- **TEXT PROVIDED**:
*** Begin section ***
Food insecurity is driving the search for ways to increase the amount of food we grow, whilst at the same time reducing unsustainable agricultural inputs. One way to do this is to increase the innate ability of crops to fight off disease-causing pathogens. Increased disease resistance would reduce yield losses as well as reduce the need for pesticide spraying.

Breeding programs for resistance generally rely on single resistance genes that recognise molecules specific to particular strain of pathogens. Hence this kind of resistance rarely confers broad-spectrum resistance and is often rapidly overcome by the pathogen evolving to avoid recognition by the plant.

However, plants have another defence system, based on pattern recognition receptors (PRRs). PRRs recognise molecules that are essential for pathogen survival. These molecules are less likely to mutate without harming the pathogen’s survival, making resistance to them more durable in the field. These essential molecules are common to many different microbes, meaning that if a plant recognises and can defend itself against one of these molecular patterns, it is likely to be resistant against a broad range of other pathogens.

Very few of these PRRs have been identified to date. Dr Cyril Zipfel and his group at the Sainsbury Laboratory in Norwich, UK, took a Brassica-specific PRR that recognises bacteria, and transformed it into the Solanaceae plants Nicotiana benthamiana and tomato.

“We hypothesised that adding new recognition receptors to the host arsenal could lead to enhanced resistance,” said Dr Zipfel.

Under controlled laboratory conditions, they tested these transformed plants against a variety of different plant pathogens, and found drastically enhanced resistance against many different bacteria, including some of great importance to modern agriculture such as Ralstonia solanacearum, the causal agent of bacterial wilt and a select agent in the United States under the Agricultural Bioterrorism Protection Act of 2002.
*** End section ***
- **DATA EXTRACT**:
*** Begin section ***
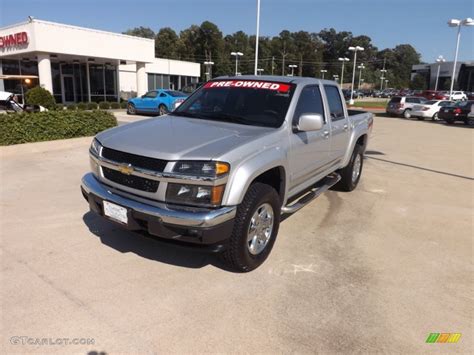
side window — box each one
[145,91,158,98]
[324,85,344,121]
[293,85,324,124]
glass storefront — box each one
[2,59,118,103]
[2,59,39,102]
[148,73,199,90]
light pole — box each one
[380,69,387,91]
[435,55,446,91]
[230,52,244,75]
[337,57,350,88]
[288,64,298,76]
[349,46,364,105]
[357,64,365,90]
[254,0,260,75]
[448,17,474,100]
[204,62,214,81]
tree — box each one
[155,27,179,59]
[123,26,155,39]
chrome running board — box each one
[281,173,341,213]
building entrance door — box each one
[61,74,76,103]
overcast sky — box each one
[0,0,474,62]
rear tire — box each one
[334,144,364,192]
[221,182,281,272]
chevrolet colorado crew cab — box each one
[81,76,373,272]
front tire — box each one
[222,182,281,272]
[334,144,364,192]
[158,104,168,116]
[127,103,137,115]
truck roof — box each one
[212,75,336,84]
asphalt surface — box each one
[0,117,474,353]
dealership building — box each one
[0,18,201,104]
[411,61,474,91]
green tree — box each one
[25,86,56,110]
[123,26,155,39]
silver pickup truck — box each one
[81,76,373,272]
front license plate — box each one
[104,201,128,224]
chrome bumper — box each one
[81,173,237,228]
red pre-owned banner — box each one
[204,80,290,92]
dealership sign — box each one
[0,32,28,49]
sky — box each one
[0,0,474,62]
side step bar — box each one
[281,173,341,213]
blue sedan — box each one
[127,89,187,116]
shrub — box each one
[0,110,117,145]
[99,101,110,110]
[25,86,56,110]
[77,102,87,111]
[87,102,97,110]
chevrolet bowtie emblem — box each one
[119,164,133,175]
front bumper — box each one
[81,173,237,249]
[385,108,403,115]
[411,111,432,118]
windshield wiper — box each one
[204,112,254,126]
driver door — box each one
[137,91,158,111]
[289,85,331,193]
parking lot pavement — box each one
[0,117,474,353]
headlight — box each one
[90,138,102,156]
[166,183,225,207]
[173,161,230,177]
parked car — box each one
[127,89,187,116]
[181,82,204,94]
[421,90,449,100]
[411,100,453,121]
[386,96,427,118]
[438,101,474,125]
[448,91,467,101]
[81,76,373,272]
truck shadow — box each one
[82,212,230,271]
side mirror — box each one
[296,113,324,132]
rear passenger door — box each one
[324,85,349,163]
[289,85,331,190]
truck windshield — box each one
[173,79,294,127]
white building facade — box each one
[0,19,201,104]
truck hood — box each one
[97,115,276,160]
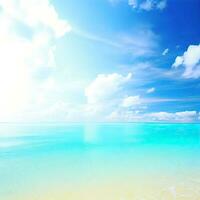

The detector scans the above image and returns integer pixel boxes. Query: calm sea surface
[0,123,200,200]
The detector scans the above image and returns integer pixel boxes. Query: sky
[0,0,200,123]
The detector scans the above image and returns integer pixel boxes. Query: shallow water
[0,123,200,200]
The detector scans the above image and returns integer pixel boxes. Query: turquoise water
[0,123,200,200]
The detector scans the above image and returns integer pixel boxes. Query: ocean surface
[0,123,200,200]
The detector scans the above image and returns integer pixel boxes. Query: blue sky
[0,0,200,122]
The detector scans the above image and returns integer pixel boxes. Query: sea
[0,123,200,200]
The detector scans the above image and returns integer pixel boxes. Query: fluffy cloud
[107,110,198,122]
[172,44,200,78]
[128,0,167,11]
[147,87,156,94]
[122,95,141,107]
[0,0,70,120]
[145,111,198,122]
[162,49,169,56]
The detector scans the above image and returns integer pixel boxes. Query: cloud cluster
[107,110,199,122]
[172,44,200,78]
[128,0,167,11]
[147,87,156,94]
[0,0,71,120]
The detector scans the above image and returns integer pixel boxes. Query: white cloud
[73,27,159,57]
[128,0,137,8]
[172,44,200,78]
[0,0,71,37]
[85,73,132,104]
[145,111,197,122]
[122,95,141,107]
[0,0,70,120]
[147,87,156,94]
[162,49,169,56]
[107,110,198,122]
[128,0,167,11]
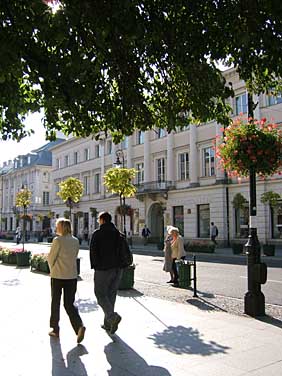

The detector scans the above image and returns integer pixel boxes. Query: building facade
[0,139,63,237]
[51,69,282,244]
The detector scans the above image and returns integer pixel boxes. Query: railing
[135,181,175,194]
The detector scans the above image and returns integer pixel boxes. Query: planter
[118,265,135,290]
[263,244,275,256]
[231,243,244,255]
[16,252,30,266]
[176,260,191,289]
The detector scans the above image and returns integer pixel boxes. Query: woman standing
[168,226,186,287]
[48,218,85,343]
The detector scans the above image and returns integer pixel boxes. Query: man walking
[211,222,218,245]
[90,211,122,334]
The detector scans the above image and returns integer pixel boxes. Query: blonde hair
[56,218,71,235]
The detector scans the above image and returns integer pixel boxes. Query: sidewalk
[0,264,282,376]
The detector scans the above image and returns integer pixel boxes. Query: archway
[148,202,164,243]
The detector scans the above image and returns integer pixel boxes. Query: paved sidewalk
[0,264,282,376]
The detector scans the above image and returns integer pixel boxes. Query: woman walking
[48,218,85,343]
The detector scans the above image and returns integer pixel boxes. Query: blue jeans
[94,268,122,322]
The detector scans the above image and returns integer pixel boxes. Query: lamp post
[115,149,126,237]
[244,94,266,317]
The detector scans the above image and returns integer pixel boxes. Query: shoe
[77,326,86,343]
[48,330,59,338]
[109,312,121,334]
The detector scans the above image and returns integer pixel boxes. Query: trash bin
[176,260,192,289]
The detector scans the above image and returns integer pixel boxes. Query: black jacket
[90,223,119,270]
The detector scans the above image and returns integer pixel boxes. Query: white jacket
[48,235,79,279]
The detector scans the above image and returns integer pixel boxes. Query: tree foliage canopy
[0,0,282,140]
[104,167,136,197]
[57,177,83,204]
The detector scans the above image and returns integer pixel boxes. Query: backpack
[117,232,133,269]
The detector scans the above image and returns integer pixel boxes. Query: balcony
[135,181,175,200]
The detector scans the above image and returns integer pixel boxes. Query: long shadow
[149,325,230,356]
[50,338,88,376]
[75,299,99,313]
[118,289,144,298]
[186,297,228,312]
[104,337,171,376]
[257,315,282,329]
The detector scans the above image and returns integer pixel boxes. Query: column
[166,131,175,182]
[215,123,225,184]
[189,124,199,187]
[144,131,151,183]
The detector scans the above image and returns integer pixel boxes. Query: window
[157,128,166,138]
[197,204,210,238]
[121,136,128,150]
[107,140,113,154]
[136,162,144,184]
[65,155,69,167]
[203,147,215,176]
[235,204,249,238]
[42,192,50,206]
[94,173,101,193]
[178,153,189,180]
[95,144,100,158]
[83,176,89,195]
[173,206,184,236]
[235,93,248,115]
[271,201,282,239]
[84,148,90,161]
[136,131,144,145]
[267,92,282,106]
[73,151,79,164]
[157,158,165,181]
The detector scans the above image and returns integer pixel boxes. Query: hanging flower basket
[216,117,282,176]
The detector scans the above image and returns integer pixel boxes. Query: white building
[51,69,282,244]
[0,139,63,239]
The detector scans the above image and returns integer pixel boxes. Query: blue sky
[0,113,48,166]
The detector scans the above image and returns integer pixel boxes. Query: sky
[0,112,48,166]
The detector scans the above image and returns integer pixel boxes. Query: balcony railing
[135,181,175,195]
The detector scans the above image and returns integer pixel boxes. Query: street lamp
[244,94,267,317]
[115,149,126,237]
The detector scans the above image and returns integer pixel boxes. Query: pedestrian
[163,231,174,283]
[168,226,186,287]
[16,226,22,244]
[90,211,122,334]
[211,222,218,245]
[48,218,85,343]
[141,225,151,245]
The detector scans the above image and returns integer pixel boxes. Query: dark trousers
[50,278,83,334]
[94,268,122,323]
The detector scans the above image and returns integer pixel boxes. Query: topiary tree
[104,167,136,235]
[16,188,32,252]
[57,177,84,220]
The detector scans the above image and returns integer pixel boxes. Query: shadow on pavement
[149,325,229,356]
[50,338,88,376]
[104,337,171,376]
[257,315,282,328]
[75,299,98,313]
[186,294,228,312]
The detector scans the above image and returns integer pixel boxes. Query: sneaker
[77,326,86,343]
[109,312,121,334]
[48,330,59,338]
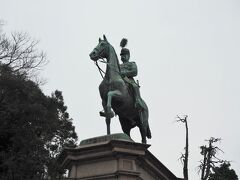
*** End section ***
- **TASK SET**:
1 – Summarize the passage on crop disease resistance in two sentences.
2 – According to the passage on crop disease resistance, which plants received the Brassica-specific PRR?
3 – Pick up the passage on crop disease resistance where it stops and continue it.
The entries were drawn from a different source than the passage on crop disease resistance.

- **SOLVED PROBLEMS**:
1 – Resistance breeding usually relies on single genes that recognize particular pathogen strains, so it seldom gives broad protection and pathogens often evolve to overcome it. Pattern recognition receptors detect molecules that are essential to many microbes, and Dr Cyril Zipfel's group found that transferring a Brassica-specific receptor into Nicotiana benthamiana and tomato drastically enhanced their resistance to many bacteria in laboratory tests.

2 – The Solanaceae plants Nicotiana benthamiana and tomato.

3 –
“The strength of this resistance is because it has come from a different plant family, which the pathogen has not had any chance to adapt to. Through genetic modification, we can now transfer this resistance across plant species boundaries in a way traditional breeding cannot,” said Dr Zipfel.

Published in the journal Nature Biotechnology, the finding, that plant recognition receptors can be successfully transferred from one plant family to another provides a new biotechnological solution to engineering disease resistance. The Zipfel group is currently extending this work to other crops including potato, apple, cassava and banana that all suffer from important bacterial diseases, particularly in the developing world.

“A guiding principle in plant pathology is that most plants tend to be resistant to most pathogens. Cyril's work indicates that transfer of genes that contribute to this basic innate immunity from one plant to another can enhance pathogen resistance,” commented Professor Sophien Kamoun, Head of the Sainsbury Laboratory. “The implications for engineering crop plants with enhanced resistance to infectious diseases are very promising.”

This research was funded by the Gatsby Charitable Foundation and the Two Blades Foundation, who have patented the technology on behalf of the inventors, and involved research groups from INRA/CNRS in France, the University of California, Berkeley and Wageningen University in the Netherlands.